---
name: behavioral-evals
description: Guidance for creating, running, fixing, and promoting behavioral evaluations. Use when verifying agent decision logic, debugging failures, debugging prompt steering, or adding workspace regression tests.
---

# Behavioral Evals

## Overview

Behavioral evaluations (evals) are tests that validate the **agent's decision-making** (e.g., tool choice) rather than pure functionality. They are critical for verifying prompt changes, debugging steerability, and preventing regressions.

> [!NOTE]
> **Single Source of Truth**: For core concepts, policies, running tests, and general best practices, always refer to **[evals/README.md](file:///Users/abhipatel/code/gemini-cli/docs/evals/README.md)**.

---

## 🔄 Workflow Decision Tree

1.  **Does a prompt/tool change need validation?**
    *   *No* -> Normal integration tests.
    *   *Yes* -> Continue below.
2.  **Is it UI/Interaction heavy?**
    *   *Yes* -> Use `appEvalTest` (`AppRig`). See **[creating.md](references/creating.md)**.
    *   *No* -> Use `evalTest` (`TestRig`). See **[creating.md](references/creating.md)**.
3.  **Is it a new test?**
    *   *Yes* -> Set policy to `USUALLY_PASSES`.
    *   *No* -> `ALWAYS_PASSES` (locks in regression).
4.  **Are you fixing a failure or promoting a test?**
    *   *Fixing* -> See **[fixing.md](references/fixing.md)**.

What needs to be done
Pick up the behavioral evals guide after its last line and keep writing it. The data that comes next is separate material and has nothing to do with the behavioral evals guide.

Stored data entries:

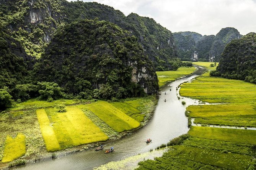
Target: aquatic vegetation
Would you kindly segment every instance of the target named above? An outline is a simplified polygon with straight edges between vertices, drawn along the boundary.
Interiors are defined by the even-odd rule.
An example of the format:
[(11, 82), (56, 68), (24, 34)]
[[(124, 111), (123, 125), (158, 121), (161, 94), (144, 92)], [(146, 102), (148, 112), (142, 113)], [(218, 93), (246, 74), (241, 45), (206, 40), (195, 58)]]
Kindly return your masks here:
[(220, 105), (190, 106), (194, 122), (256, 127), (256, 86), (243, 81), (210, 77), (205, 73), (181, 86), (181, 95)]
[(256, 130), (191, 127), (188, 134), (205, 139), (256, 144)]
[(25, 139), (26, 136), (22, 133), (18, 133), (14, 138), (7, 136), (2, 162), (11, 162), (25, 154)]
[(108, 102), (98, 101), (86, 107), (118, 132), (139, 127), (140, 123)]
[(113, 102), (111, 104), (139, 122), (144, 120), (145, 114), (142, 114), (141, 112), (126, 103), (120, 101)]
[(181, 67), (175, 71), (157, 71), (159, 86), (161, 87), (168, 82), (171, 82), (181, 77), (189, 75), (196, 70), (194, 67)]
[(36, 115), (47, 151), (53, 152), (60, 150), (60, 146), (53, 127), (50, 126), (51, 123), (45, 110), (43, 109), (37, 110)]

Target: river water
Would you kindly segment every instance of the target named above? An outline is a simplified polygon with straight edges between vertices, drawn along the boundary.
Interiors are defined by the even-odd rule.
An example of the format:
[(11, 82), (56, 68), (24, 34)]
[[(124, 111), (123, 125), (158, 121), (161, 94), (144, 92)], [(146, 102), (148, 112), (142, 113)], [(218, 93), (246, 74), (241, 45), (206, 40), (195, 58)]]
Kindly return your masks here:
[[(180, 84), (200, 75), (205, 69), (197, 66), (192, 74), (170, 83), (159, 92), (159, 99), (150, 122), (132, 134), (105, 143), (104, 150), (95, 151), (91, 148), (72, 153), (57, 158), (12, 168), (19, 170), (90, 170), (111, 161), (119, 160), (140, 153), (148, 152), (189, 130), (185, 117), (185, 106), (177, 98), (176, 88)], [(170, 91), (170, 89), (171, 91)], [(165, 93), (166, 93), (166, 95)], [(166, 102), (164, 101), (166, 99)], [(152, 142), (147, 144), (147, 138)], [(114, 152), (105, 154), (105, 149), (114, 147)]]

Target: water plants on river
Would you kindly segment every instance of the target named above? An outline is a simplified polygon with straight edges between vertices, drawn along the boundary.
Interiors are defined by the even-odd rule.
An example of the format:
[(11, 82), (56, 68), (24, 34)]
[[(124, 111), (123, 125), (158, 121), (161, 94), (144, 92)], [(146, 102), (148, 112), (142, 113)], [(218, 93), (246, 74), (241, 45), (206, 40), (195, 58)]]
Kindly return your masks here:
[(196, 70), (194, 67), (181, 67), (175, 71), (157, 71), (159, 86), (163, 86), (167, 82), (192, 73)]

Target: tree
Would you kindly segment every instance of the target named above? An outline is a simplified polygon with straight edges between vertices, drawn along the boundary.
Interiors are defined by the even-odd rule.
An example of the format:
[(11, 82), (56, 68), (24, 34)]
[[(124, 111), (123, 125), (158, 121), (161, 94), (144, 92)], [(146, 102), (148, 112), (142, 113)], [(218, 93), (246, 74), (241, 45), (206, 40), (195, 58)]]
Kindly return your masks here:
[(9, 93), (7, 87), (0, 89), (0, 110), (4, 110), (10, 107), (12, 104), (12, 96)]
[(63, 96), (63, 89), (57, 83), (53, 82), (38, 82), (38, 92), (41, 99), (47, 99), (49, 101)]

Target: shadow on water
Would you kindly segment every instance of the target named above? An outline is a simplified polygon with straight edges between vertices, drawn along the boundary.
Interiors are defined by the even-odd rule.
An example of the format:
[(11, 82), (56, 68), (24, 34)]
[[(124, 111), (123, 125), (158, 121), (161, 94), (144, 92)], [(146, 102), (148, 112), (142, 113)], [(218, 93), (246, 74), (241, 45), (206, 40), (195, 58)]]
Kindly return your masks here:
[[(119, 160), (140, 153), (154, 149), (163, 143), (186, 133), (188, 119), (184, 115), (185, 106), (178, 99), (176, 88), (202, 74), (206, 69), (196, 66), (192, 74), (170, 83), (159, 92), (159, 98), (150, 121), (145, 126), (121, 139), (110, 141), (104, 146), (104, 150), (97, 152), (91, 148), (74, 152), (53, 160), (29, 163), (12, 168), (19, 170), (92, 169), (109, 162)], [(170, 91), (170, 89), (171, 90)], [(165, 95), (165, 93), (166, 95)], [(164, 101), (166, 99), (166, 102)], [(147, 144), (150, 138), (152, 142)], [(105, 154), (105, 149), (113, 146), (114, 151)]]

Answer for the task
    *   *Promoting* -> See **[promoting.md](references/promoting.md)**.

---

## 📋 Quick Checklist

### 1. Setup Workspace
Seed the workspace with necessary files using the `files` object to simulate a realistic scenario (e.g., NodeJS project with `package.json`).
*   *Details in **[creating.md](references/creating.md)***

### 2. Write Assertions
Audit agent decisions using `rig.setBreakpoint()` (AppRig only) or index verification on `rig.readToolLogs()`.
*   *Details in **[creating.md](references/creating.md)***

### 3. Verify
Run single tests locally with Vitest. Confirm stability locally before relying on CI workflows.
*   *See **[evals/README.md](file:///Users/abhipatel/code/gemini-cli/docs/evals/README.md)** for running commands.*

---

## 📦 Bundled Resources

Detailed procedural guides:
*   **[creating.md](references/creating.md)**: Assertion strategies, Rig selection, Mock MCPs.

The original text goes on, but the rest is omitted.